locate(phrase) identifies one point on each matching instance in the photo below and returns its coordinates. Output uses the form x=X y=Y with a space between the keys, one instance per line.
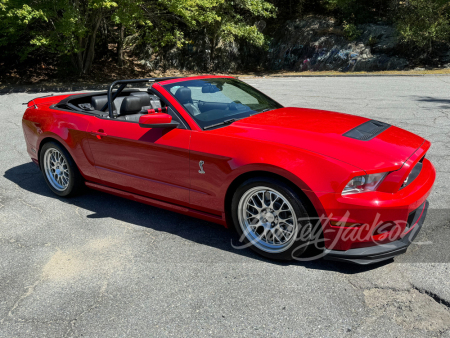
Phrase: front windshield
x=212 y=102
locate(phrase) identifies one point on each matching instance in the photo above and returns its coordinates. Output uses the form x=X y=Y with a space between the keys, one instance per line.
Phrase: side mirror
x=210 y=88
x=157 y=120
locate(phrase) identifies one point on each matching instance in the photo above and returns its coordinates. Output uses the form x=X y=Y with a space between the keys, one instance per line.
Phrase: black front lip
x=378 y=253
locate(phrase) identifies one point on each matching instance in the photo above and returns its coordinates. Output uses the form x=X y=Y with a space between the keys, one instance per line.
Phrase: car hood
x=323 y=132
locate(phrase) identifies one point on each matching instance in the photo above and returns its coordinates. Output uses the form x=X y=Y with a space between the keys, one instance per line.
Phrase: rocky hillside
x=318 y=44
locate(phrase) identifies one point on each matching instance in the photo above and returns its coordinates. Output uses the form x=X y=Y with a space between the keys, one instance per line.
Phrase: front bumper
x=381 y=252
^^^^^^^^
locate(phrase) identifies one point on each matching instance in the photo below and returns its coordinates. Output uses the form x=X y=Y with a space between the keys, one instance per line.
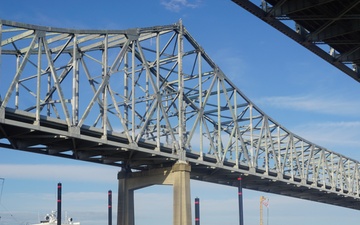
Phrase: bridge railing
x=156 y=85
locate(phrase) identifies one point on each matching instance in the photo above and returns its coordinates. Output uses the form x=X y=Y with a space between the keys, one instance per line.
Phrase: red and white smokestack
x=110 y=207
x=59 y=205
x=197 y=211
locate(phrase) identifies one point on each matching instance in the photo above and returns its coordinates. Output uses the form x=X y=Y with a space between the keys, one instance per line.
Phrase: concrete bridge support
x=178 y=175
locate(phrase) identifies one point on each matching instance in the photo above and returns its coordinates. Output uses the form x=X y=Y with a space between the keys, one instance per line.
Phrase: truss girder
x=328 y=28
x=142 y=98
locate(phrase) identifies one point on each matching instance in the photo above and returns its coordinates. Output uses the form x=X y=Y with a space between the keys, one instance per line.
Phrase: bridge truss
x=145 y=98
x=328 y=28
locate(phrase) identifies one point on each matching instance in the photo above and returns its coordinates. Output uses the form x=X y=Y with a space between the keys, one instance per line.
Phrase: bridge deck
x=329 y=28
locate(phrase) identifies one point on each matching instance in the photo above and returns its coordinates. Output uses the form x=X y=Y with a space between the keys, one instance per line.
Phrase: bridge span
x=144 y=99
^^^^^^^^
» **Aim**
Count the lines above that contain the word "bridge" and give only that number.

» **Solution below**
5